Problem description →
Copy every line of the records below word for word, leaving out the pictures.

········

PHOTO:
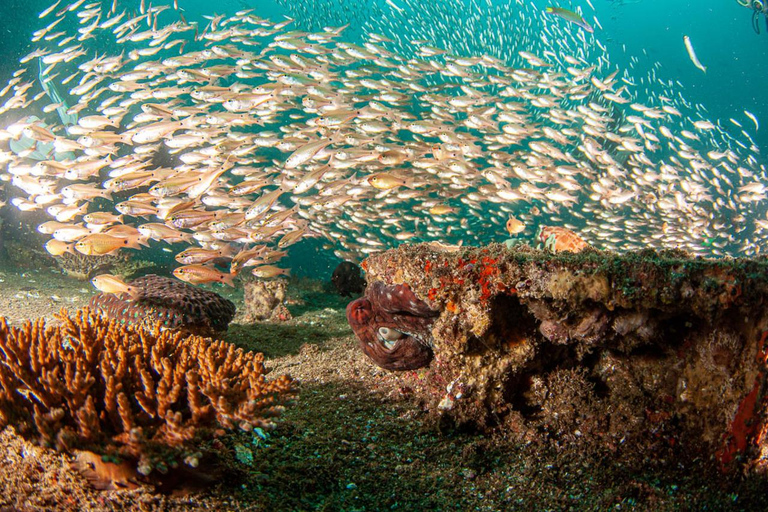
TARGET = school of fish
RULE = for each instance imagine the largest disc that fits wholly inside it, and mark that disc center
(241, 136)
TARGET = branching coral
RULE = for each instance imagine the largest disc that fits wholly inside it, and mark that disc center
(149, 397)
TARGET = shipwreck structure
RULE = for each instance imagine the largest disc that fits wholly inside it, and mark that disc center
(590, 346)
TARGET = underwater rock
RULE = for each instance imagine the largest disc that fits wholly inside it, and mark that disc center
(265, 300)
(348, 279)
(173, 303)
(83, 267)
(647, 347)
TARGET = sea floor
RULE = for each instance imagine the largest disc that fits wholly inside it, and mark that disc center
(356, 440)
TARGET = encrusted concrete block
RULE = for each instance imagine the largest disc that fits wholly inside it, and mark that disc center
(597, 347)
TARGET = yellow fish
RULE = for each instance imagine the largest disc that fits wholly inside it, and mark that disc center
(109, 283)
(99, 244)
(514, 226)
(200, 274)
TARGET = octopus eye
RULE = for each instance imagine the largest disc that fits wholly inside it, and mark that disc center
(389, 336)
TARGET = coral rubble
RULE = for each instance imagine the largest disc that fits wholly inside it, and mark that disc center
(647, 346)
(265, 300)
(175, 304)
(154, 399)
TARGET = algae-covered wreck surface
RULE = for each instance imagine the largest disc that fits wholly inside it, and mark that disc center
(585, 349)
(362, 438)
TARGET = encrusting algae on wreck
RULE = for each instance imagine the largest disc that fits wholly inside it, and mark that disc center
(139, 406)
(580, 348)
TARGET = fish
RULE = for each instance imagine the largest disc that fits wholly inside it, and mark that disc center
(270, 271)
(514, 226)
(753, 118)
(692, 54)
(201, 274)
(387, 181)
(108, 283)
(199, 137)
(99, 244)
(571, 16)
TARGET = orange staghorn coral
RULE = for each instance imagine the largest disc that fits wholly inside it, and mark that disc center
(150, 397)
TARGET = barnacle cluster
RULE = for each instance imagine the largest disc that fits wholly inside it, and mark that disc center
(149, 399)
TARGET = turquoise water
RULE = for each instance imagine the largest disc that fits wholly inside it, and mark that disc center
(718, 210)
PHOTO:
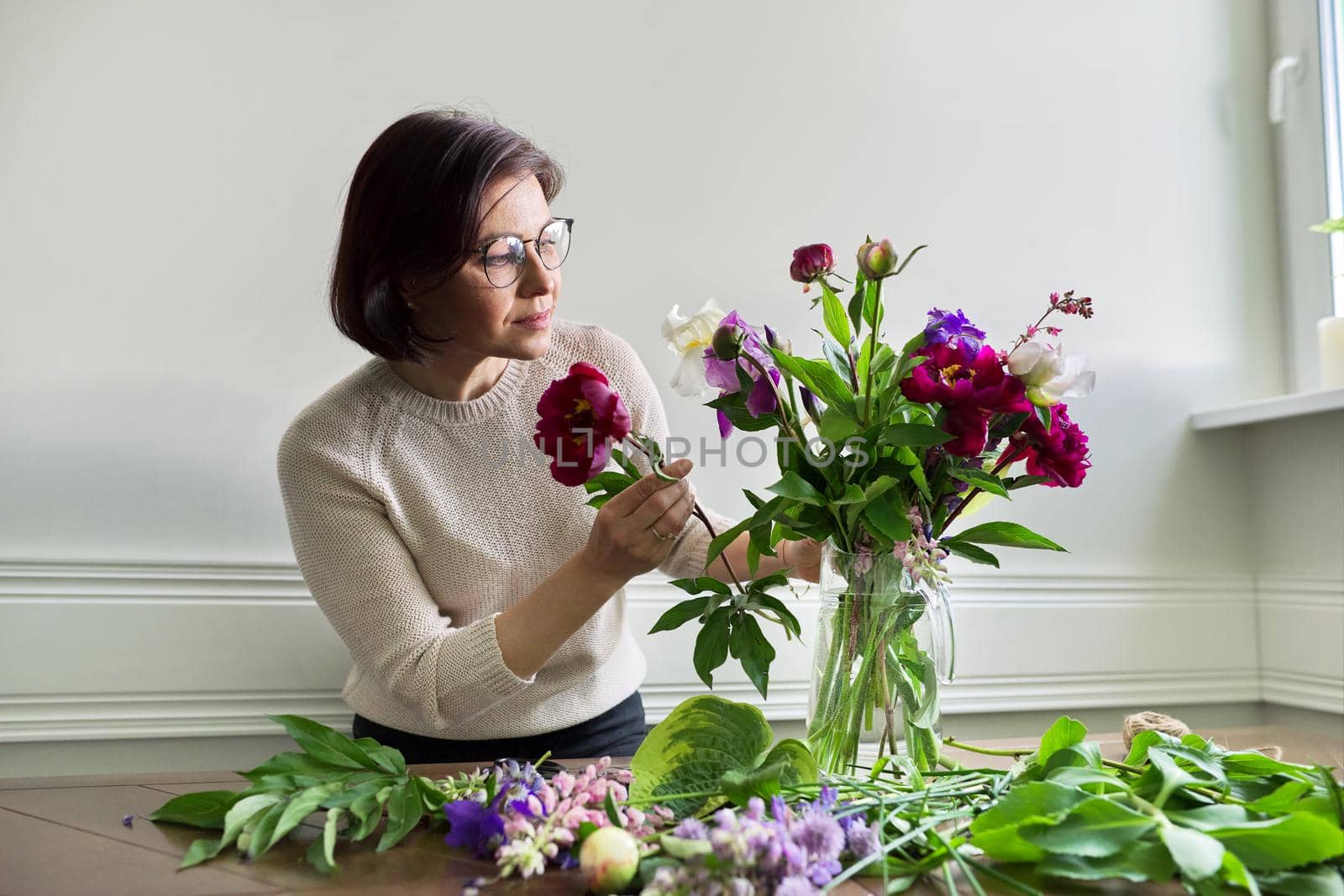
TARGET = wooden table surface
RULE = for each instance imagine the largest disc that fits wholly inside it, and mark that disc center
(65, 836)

········

Task solution →
PHOTO:
TARGET = school of fish
RULE = for each instance imagine the largest disc that fits wholly inside it, and mark that disc center
(241, 136)
TARGET = branching coral
RULE = for each instance imagine the largest disc that fits wholly inside it, and mark that disc center
(149, 397)
TARGET = shipwreck structure
RULE = for each instance imagine the largest disc that fits wholly inside it, and mark that disc center
(590, 346)
TARGET = underwater rock
RULE = for each instance imagine the largest disc that fits wholly inside it, and mark that disc center
(265, 300)
(348, 279)
(173, 303)
(83, 267)
(647, 347)
TARGET = sea floor
RULE = for each instance imagine the largest disc that fits wholly inside it, and mark that disc center
(356, 440)
TARGET = encrusted concrete block
RULE = for each instance imagine the largest disc that fits wholly inside it, and mark that disc center
(597, 347)
TARGET = yellow fish
RULE = for each instance imagine the largest disc that fits wholly inside it, and mark that disc center
(109, 283)
(99, 244)
(514, 226)
(200, 274)
TARGET = octopus eye
RULE = for each instance imagine the largest disc that fits wholly inside it, and mark that disc center
(389, 336)
TARGET = coral rubble
RULE = for each instance imagine the largest disc that fits wholly inside it, and mark that disc center
(647, 346)
(265, 300)
(175, 304)
(154, 399)
TARGET = algae-covered wreck surface
RULE = for each instance imagine the largest disc that fits wholly inside it, and mark that disc center
(585, 349)
(362, 438)
TARGET = encrusting algae on wreck
RULE = for each instance imagine the largest disc that fits wholly inside it, and mark that disc center
(139, 406)
(580, 348)
TARGET = fish
RULE = for each instance imagine the largest disc that fits wholly inside it, and mark that disc center
(270, 271)
(514, 226)
(753, 118)
(692, 54)
(201, 274)
(387, 181)
(108, 283)
(199, 137)
(99, 244)
(571, 16)
TARGET = orange staghorn coral
RULE = for each instance imagine the largest disc that fits wholly inside it, and mark that disc center
(150, 397)
TARGET = barnacle cluster
RULE = for each instance imagine the largest disc that fits wholly inside it, and mark that disc center
(149, 399)
TARGET = turquoise water
RULE = for each instance imagine the largest disc that fits wholly inside it, and mark that disc center
(718, 210)
PHOTO:
TARGET = wooden table surface
RULE = for each instance imagine the largest disc that fits wholly inside it, and mark that disc center
(65, 836)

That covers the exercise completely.